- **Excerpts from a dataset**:
★ ★ ★ ★
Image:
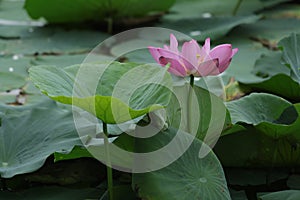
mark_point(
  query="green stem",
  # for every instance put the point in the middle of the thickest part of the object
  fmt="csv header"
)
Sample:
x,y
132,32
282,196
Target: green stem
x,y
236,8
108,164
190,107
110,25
★ ★ ★ ★
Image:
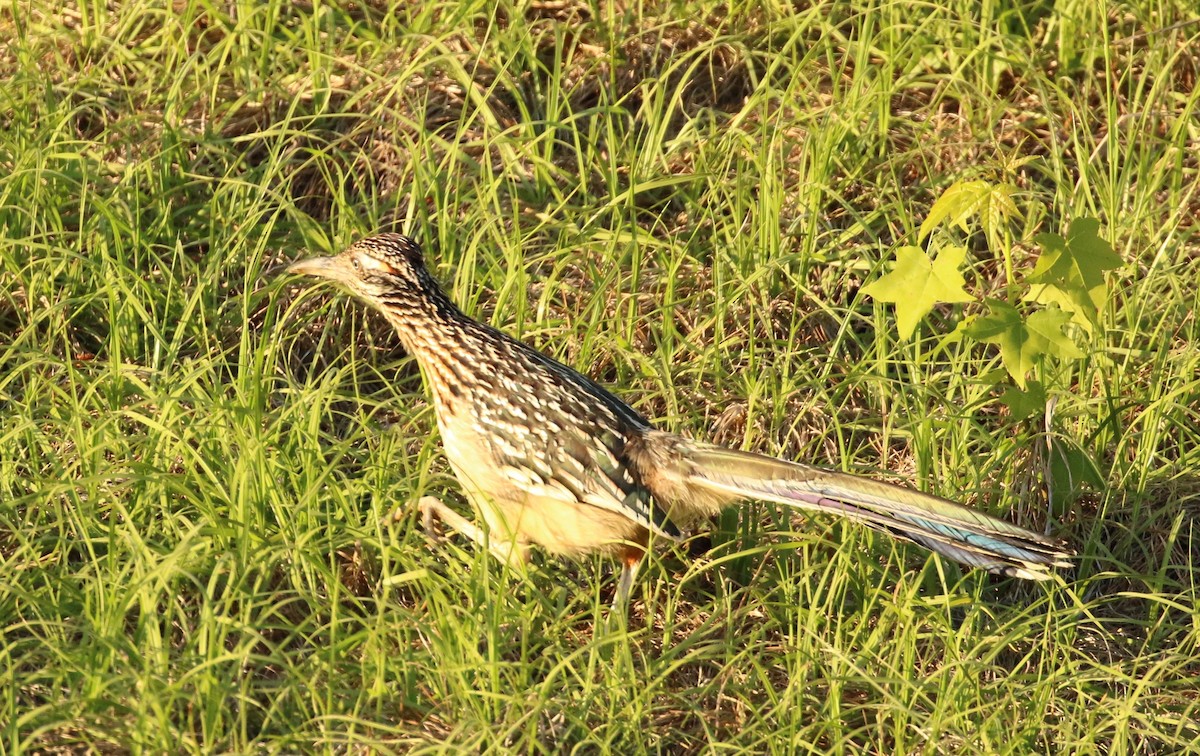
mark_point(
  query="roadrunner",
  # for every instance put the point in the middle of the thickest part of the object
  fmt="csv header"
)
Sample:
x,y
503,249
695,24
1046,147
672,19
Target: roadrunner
★ ★ ★ ★
- **What you will do**: Go over the data and return every line that includes the word "roadrunner".

- **Response area**:
  query="roadrunner",
Target: roadrunner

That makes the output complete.